== Passage shown ==
--- BEGIN ---

Are you marking the devices as 'dead' before removing them?
> What I have ended up with is files totally gone, tons and tons of
> policy violations never getting corrected, and severe load issues from
> trackers without priority running wild requesting the same 404 over
> and over again (example). I have had tracker try and try on devices
> clearly marked as DOWN, and even DEAD. Halting all other constructive
> tasks. It has tried to read a file where it get 404 in return, just to
> try it again the next second. Tons and tons of errors related to mysql
> slaves getting overloaded.
This doesn't make much sense... can you post your mogilefsd.conf ? Smells
like you might need to set 'rebalance_ignore_missing = 1'
> What I have done to try and fix this:
> - Disabled rebalance (helped A LOT on mysql load)
Rebalance is broken, you shouldn't use it.
> - Disabled drain (also help a lot on mysql load)
rebalance_ignore_missing = 1 should stop this from spinning.
> - Increased replication count for classes
This doesn't automatically change anything. you have to run a fsck first.
> - Reset fsck log, and start it again
> - Manually removed all entries in mysql database table
> file_to_replicate where fromdevid no longer is alive
> - Any read and load balancing operation now done in my client
> application directly against mysql, to avoid any and all unneeded
> traffic to tracker
Oi. Bad bad bad.
> - Added retries in my application if tracker returns an error due to
> mysql load
Not as bad.
> My file_to_queue table is completely empty, and my fsck_log table has
> 570000 entries. My file_to_replicate table is just growing, and no
> files seems to actually replicate. This is after 2 weeks of first
> initiating reset / start of fsck
>
> My setup is 2 master-master replicated mysql server, 2 trackers
> pointing to the same mysql server, on version 2.30, 1 tracker pointing
> to the other server running 2.31 and 10 mogstored nodes.

--- END ---

== Excerpted records ==
--- BEGIN ---

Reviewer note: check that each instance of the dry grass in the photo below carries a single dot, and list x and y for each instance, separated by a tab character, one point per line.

--- END ---
--- BEGIN ---

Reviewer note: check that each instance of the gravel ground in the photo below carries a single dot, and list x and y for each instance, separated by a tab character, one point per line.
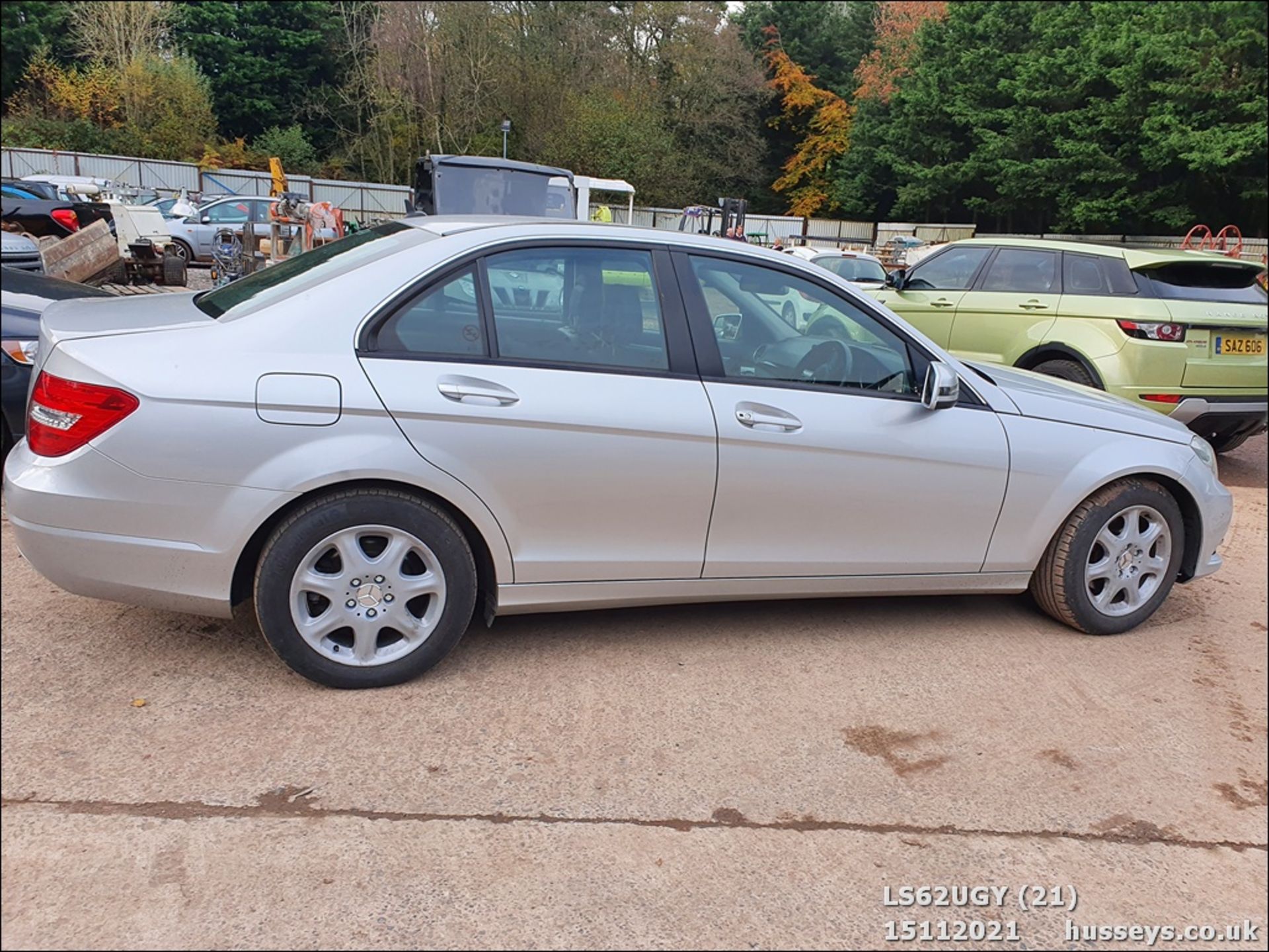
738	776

--- END ---

== Given request ==
In the MogileFS thread, which setting does the reply suggest to keep drain from spinning?

== Response below ==
rebalance_ignore_missing = 1